BEGIN RECORDS SHOWN

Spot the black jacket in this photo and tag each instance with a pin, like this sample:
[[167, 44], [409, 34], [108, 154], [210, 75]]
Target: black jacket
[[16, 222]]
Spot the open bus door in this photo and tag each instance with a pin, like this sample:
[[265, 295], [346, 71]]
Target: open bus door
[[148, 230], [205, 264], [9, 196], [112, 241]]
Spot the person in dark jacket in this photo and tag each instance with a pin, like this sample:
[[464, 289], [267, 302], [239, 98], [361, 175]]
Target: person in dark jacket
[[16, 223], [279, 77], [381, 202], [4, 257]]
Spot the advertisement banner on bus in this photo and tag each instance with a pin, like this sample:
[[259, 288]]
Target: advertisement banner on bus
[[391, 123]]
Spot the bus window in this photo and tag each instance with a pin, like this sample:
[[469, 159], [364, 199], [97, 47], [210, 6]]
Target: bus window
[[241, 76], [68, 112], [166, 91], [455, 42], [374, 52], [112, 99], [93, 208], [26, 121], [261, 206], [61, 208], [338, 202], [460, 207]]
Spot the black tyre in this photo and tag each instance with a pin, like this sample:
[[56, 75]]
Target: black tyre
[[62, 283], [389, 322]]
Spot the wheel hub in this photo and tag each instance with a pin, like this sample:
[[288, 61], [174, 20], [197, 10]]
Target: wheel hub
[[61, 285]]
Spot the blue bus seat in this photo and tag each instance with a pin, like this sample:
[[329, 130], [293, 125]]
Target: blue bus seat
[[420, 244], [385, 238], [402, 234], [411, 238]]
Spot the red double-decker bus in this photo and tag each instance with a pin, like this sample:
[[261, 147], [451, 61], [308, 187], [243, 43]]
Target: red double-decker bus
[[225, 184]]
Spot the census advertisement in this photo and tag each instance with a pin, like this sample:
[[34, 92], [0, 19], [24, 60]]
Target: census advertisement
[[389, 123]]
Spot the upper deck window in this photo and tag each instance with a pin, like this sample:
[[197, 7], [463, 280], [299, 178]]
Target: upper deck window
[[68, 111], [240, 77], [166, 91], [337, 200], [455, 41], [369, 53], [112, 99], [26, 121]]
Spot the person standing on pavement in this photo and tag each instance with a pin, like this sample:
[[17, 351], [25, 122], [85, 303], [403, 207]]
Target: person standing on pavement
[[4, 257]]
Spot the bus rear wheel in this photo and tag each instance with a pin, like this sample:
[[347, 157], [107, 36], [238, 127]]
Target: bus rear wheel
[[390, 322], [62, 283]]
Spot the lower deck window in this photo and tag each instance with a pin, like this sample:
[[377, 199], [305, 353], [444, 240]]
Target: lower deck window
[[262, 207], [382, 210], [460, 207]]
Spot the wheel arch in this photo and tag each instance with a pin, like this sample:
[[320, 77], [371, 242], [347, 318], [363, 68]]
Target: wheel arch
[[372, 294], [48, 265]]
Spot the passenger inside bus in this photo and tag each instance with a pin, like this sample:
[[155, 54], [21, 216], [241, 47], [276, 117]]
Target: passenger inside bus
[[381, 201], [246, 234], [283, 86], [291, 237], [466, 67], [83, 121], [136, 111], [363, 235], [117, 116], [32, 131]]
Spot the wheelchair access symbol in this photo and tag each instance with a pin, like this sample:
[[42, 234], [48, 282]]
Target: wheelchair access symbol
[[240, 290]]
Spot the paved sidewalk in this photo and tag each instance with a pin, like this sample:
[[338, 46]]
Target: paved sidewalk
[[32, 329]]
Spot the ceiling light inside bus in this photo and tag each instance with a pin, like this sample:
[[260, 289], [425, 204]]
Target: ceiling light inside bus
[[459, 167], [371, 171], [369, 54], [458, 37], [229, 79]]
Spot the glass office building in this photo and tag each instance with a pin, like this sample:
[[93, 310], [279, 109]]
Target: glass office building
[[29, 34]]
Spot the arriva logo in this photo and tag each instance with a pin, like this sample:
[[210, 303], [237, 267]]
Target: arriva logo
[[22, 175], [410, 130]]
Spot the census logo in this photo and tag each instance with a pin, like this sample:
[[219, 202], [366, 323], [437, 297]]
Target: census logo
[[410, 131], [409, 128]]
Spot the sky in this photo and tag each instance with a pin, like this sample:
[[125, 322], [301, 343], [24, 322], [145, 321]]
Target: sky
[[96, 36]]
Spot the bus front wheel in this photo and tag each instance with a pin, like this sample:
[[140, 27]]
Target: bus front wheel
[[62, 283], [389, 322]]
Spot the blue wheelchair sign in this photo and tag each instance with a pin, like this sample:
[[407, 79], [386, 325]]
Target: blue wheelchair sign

END RECORDS SHOWN

* **WHAT YOU HAVE TO DO**
Which lines of the listing above hold the word "sign"? Copy each of them.

* **RESPONSE AREA**
Spot the blue wheelchair sign in this photo and tag each instance with a pin, like this sample:
Target: blue wheelchair sign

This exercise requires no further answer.